STATED TASK:
Reproduce all of the data below with every request included, multiplying each x and y point coordinate in the answers by 2.1 and rounding to the nearest whole number, with halves rounded up. Leave the images out of your reply.

RECORDS SUPPLIED:
§

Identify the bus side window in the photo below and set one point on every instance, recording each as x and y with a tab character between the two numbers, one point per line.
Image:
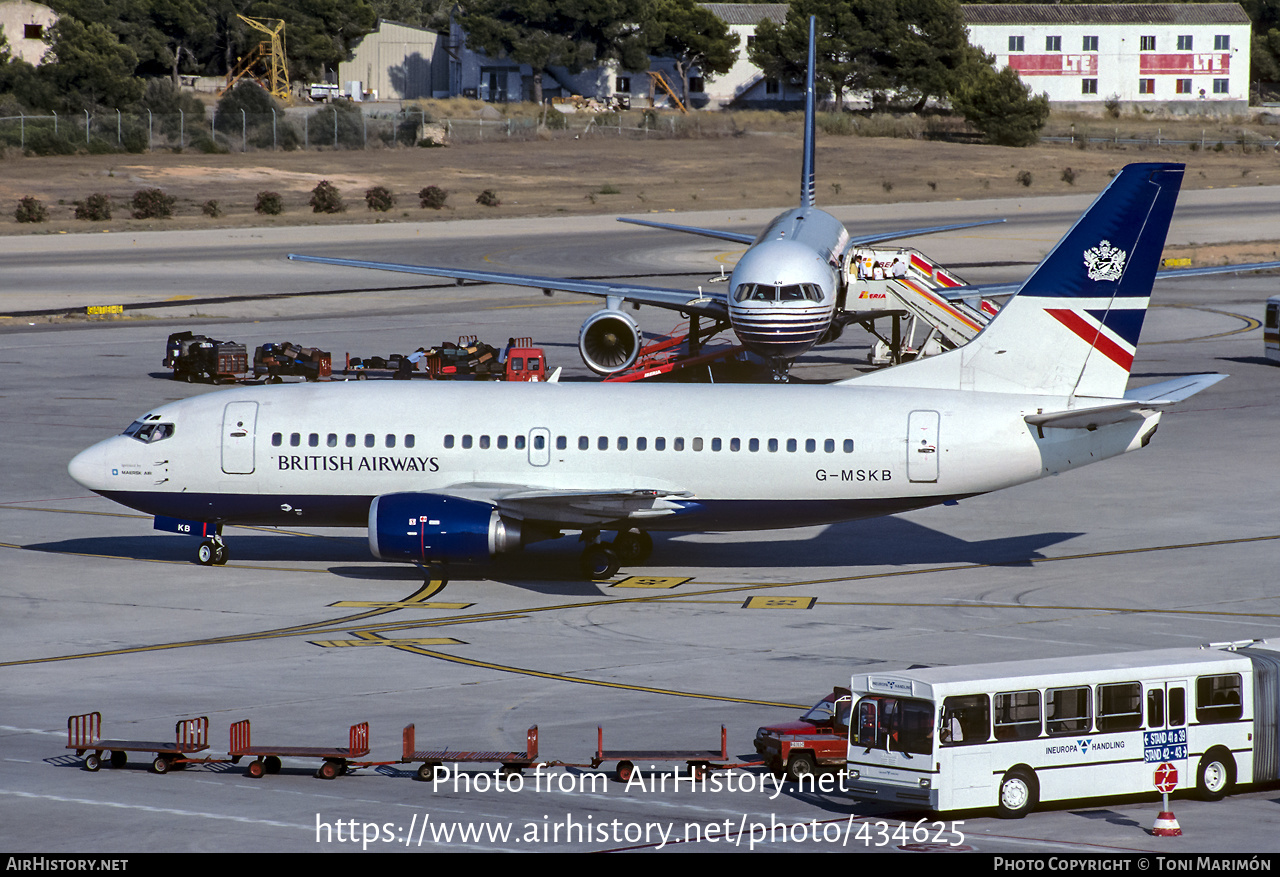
1217	699
1068	711
1018	716
1120	707
965	720
1155	708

§

SOLUTION TO THIS TASK:
Identify the bus side window in the photo below and set one point on every instance, recording each as x and y with a tab character between the two numbers, one point per line.
Image:
2556	1468
2243	1493
2138	1504
2352	1485
2027	1512
2426	1487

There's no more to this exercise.